» Your goal
Turn all of the records below into a numbered list with one line per item, skipping any blank lines. Leave the pictures out of your answer.

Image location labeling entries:
· · · · ·
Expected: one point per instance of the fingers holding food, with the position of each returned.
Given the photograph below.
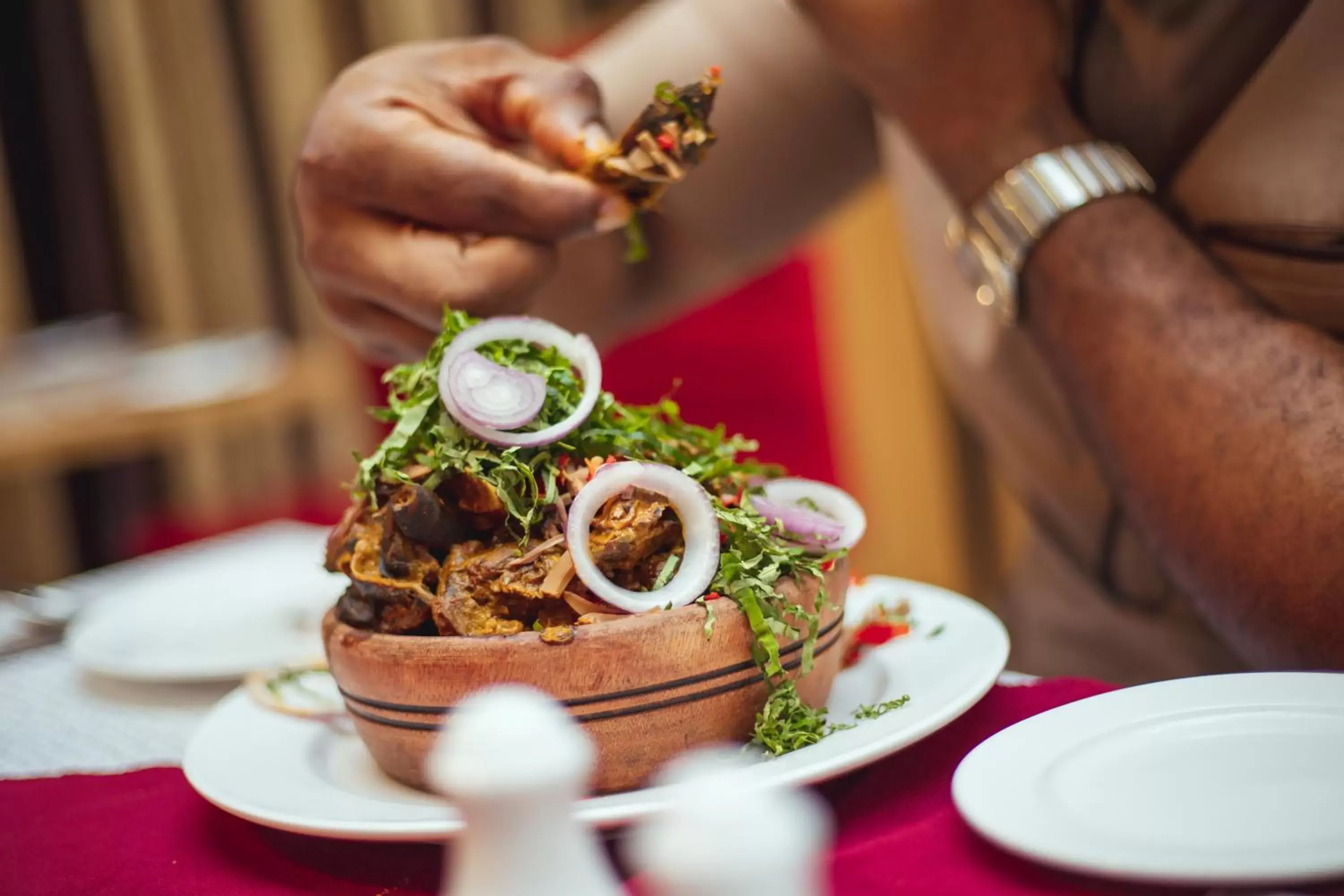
(414, 272)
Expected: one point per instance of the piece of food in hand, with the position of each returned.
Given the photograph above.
(574, 546)
(660, 148)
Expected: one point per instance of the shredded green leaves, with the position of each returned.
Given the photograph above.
(874, 711)
(636, 246)
(753, 558)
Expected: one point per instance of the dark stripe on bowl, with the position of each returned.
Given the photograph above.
(619, 695)
(605, 714)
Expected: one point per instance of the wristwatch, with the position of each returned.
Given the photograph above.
(992, 241)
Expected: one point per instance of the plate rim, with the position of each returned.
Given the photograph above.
(620, 814)
(968, 800)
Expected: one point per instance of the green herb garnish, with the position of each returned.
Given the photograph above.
(636, 248)
(873, 711)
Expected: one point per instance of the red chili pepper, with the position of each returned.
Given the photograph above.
(879, 633)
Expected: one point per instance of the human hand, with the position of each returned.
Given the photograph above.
(413, 193)
(975, 82)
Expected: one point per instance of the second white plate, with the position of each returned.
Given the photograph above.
(318, 778)
(1225, 780)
· · · · ·
» Final result
1. Expected: one point per instance of the fingers holding food, with the position of each returned.
2. Given the photograph below.
3. (414, 272)
4. Expected: one point per instance of the piece of food in hand, with the position of each returned.
5. Given the photograph above.
6. (574, 546)
7. (660, 148)
8. Expected: one point per instance of the shredded green leaves, with the position of each returned.
9. Given the photograph above.
10. (874, 711)
11. (636, 246)
12. (753, 558)
13. Expected: one point per instance of the dark stripe on bowl, with the position of each returned.
14. Given the photograph above.
15. (619, 695)
16. (605, 714)
17. Expected: one point per instance of the wristwatch, with the position of each returned.
18. Given the photograph above.
19. (992, 241)
20. Expected: one point per instance of the plate rim, with the position of each returned.
21. Given the photograph above.
22. (620, 814)
23. (968, 800)
24. Expected: one point per instance of the green herb garnish, with the position of each returned.
25. Given the photograph above.
26. (636, 248)
27. (873, 711)
28. Expected: one point per instance of the red chili pepper, with the position of each returned.
29. Given the photograph above.
30. (879, 633)
31. Expected: one point per instance of the human hand, with the position of each returned.
32. Given the photograph above.
33. (413, 193)
34. (975, 82)
35. Expected: one point per instance of the second white plate, with the position of each returned.
36. Given the photograph above.
37. (318, 778)
38. (1225, 780)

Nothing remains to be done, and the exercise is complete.